Data records:
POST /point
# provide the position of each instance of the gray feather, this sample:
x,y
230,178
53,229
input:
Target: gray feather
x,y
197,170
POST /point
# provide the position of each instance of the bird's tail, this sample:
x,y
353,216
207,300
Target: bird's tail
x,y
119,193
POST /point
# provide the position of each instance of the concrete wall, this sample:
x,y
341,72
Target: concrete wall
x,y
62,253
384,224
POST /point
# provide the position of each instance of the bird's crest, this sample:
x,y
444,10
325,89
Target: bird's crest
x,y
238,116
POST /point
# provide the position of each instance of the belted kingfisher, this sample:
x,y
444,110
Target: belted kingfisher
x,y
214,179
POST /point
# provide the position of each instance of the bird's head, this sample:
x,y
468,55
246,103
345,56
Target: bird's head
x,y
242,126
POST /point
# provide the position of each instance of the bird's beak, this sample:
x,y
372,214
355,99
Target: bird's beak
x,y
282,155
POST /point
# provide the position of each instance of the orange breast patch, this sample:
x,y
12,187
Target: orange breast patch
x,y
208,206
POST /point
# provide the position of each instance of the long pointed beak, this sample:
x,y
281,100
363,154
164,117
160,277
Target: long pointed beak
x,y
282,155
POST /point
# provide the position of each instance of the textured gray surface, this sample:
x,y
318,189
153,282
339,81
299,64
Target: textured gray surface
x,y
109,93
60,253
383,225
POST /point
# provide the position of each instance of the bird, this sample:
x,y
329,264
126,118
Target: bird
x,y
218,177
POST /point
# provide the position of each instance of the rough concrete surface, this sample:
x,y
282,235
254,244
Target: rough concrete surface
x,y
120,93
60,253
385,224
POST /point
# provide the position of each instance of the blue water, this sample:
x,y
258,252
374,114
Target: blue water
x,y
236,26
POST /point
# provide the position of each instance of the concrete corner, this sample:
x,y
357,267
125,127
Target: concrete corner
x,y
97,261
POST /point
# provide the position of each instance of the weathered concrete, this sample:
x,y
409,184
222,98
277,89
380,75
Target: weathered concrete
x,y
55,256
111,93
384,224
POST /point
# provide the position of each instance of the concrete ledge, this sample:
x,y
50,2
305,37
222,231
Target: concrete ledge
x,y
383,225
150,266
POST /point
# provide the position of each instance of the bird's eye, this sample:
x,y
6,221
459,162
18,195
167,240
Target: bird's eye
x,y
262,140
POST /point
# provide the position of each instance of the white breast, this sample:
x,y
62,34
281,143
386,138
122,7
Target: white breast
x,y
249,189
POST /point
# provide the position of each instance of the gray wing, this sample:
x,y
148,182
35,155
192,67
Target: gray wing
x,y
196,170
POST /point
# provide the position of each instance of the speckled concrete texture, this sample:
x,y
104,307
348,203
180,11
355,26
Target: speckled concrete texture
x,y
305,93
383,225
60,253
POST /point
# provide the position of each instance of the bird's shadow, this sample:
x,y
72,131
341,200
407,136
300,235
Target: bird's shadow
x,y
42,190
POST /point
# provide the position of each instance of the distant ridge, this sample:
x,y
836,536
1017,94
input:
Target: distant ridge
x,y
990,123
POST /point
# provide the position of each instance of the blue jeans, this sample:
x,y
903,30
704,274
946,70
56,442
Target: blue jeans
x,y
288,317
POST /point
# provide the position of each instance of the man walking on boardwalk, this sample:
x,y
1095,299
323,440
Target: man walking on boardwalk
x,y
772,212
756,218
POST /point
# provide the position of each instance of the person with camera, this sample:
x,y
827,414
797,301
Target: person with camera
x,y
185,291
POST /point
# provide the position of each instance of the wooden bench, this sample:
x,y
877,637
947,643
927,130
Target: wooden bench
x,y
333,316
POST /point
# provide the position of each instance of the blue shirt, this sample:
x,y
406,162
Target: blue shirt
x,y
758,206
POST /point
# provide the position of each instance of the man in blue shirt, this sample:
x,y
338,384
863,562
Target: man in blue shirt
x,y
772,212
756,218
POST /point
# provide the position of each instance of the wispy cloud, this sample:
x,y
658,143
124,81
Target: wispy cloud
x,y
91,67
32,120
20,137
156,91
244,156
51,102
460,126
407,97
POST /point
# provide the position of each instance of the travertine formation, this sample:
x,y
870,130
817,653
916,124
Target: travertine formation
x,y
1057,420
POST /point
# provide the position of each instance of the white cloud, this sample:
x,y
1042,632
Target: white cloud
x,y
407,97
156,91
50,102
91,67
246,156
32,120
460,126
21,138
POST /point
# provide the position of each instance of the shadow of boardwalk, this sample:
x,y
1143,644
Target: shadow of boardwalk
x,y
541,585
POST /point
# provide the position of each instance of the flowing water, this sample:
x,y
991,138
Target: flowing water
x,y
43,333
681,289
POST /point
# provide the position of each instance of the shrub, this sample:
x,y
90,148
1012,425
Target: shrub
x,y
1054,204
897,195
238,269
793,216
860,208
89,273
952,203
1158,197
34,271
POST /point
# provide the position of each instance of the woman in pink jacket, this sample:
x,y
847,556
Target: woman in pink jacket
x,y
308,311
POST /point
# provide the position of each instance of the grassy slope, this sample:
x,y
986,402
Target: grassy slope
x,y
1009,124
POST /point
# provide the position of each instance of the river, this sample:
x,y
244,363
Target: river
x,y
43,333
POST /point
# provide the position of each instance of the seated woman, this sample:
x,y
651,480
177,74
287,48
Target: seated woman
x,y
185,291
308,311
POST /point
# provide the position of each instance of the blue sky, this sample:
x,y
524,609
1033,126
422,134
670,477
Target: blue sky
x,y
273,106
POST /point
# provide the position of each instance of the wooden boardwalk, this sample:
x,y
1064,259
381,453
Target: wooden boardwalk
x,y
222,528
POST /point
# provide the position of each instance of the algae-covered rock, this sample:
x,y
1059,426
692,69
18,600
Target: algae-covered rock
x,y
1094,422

**The exercise**
Pull out every line of the entries above that contains the string "water", and copy each one unchanged.

**Written answer**
# provide the position of each instance of the blue water, this sample:
Target: blue water
# provide the position of each instance of the flowing water, this sample:
Target: flowing water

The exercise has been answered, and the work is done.